> Task requirements:
A – Transcribe the passage of the bass fishing thread from "# Got my 1st" to "(Oct 27, 2007)".
B – In the bass fishing thread, what reason does the original poster give for the second picture including a 14.5" keeper? Answer in one to three sentences.
C – Answer these questions from the bass fishing thread:
(i) Where was the club tournament held?
(ii) What lure caught the bass?
(iii) How many times has redduck broken 7 pounds?

— Begin Supplied text —

# Got my 1st double digit bass!



## CoastalBent (Aug 3, 2006)

I fished Choke Canyon this weekend in a club tournament with Bryan Cotter (www.texashawgs.com). We were fishing a deep hydrilla point and I hooked into this fish with an 8" worm. She was 10lbs 2oz, and 26.5" long! I was shaking by the time we got her in the boat, and for about 20 minutes afterwards. Just for perspective, the 2nd pic is with a 14.5" keeper... She was released unharmed and swam away strong! Gotta love Texas bass fishing!!!


----------



## FISHNNUTT (Oct 27, 2007)

NICE FISH !!
Congrats and yes I'm jealous


----------



## Barbarian (Feb 12, 2009)

Is it safe to assume you collected a check in that tournament?


----------



## Swampmamma (Feb 14, 2007)

congrats! she is purty


----------



## CoastalBent (Aug 3, 2006)

Barbarian said:


> Is it safe to assume you collected a check in that tournament?


That would be a safe assumption. :cheers:


----------



## Barbarian (Feb 12, 2009)

CoastalBent said:


> That would be a safe assumption. :cheers:


Awesome. Did I mention I was jealous? Great fish and green to you!!


----------



## bobbyoshay (Nov 29, 2008)

real nice fish! congrats


----------



## 9121SS (Jun 28, 2009)

Nice!


----------



## redduck (Jul 26, 2006)

great fish and it is not even loaded with eggs. I am still looking for the double digit bass. I have broke 7 pounds three times but that is it.


----------



## Kickapoo Duke (May 15, 2010)

That's a great fish; looks like it could swallow an arm!!!


----------



## Lone Eagle (Aug 20, 2009)

— End Supplied text —
— Begin Data entries —

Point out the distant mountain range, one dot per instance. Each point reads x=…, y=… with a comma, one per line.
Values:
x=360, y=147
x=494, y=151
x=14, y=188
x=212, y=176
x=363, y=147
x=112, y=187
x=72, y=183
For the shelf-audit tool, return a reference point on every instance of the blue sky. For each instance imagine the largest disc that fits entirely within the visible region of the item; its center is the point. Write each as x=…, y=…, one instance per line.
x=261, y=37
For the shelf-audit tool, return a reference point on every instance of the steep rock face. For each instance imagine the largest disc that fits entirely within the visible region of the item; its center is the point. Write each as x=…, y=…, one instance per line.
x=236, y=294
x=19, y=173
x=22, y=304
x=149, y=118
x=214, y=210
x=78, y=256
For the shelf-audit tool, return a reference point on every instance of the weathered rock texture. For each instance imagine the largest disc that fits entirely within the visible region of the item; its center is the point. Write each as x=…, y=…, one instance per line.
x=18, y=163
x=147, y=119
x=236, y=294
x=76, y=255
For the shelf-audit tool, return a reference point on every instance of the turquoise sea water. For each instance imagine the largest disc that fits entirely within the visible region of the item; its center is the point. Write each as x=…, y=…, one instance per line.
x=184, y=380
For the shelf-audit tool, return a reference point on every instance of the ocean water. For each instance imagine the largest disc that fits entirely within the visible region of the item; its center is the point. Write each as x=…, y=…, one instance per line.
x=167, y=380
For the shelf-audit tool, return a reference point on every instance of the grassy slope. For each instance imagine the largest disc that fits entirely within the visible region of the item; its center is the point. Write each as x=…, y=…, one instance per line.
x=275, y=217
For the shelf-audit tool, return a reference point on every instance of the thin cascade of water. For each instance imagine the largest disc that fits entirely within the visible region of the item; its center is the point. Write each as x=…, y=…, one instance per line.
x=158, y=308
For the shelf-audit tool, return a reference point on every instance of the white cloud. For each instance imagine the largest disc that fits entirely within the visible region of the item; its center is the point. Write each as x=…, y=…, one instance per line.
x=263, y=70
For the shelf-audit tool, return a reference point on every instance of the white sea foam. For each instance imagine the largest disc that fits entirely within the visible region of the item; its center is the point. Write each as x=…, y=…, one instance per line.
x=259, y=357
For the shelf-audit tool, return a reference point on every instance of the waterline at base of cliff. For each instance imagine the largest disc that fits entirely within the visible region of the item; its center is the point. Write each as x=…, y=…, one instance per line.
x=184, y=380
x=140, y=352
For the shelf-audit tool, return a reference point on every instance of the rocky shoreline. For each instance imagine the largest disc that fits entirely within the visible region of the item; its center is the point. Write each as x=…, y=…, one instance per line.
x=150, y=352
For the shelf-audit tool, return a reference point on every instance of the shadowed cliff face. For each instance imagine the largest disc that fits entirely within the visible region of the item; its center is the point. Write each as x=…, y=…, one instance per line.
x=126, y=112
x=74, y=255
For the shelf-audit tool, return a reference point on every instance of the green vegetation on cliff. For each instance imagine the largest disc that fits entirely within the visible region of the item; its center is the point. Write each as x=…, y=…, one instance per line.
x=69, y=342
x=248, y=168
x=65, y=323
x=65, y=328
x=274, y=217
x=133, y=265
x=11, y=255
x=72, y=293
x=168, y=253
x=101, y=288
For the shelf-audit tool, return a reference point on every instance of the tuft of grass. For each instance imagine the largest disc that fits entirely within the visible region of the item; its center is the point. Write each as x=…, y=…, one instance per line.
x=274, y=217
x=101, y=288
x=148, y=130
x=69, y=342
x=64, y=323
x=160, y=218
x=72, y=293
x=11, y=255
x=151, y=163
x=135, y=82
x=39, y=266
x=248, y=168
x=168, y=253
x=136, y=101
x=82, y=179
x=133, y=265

— End Data entries —

> Solutions per task:
A –
# Got my 1st double digit bass!



## CoastalBent (Aug 3, 2006)

I fished Choke Canyon this weekend in a club tournament with Bryan Cotter (www.texashawgs.com). We were fishing a deep hydrilla point and I hooked into this fish with an 8" worm. She was 10lbs 2oz, and 26.5" long! I was shaking by the time we got her in the boat, and for about 20 minutes afterwards. Just for perspective, the 2nd pic is with a 14.5" keeper... She was released unharmed and swam away strong! Gotta love Texas bass fishing!!!


----------



## FISHNNUTT (Oct 27, 2007)

B – The second picture includes a 14.5" keeper to give perspective on the size of the 10 lb 2 oz, 26.5" bass.

C –
(i) Choke Canyon
(ii) An 8" worm
(iii) Three times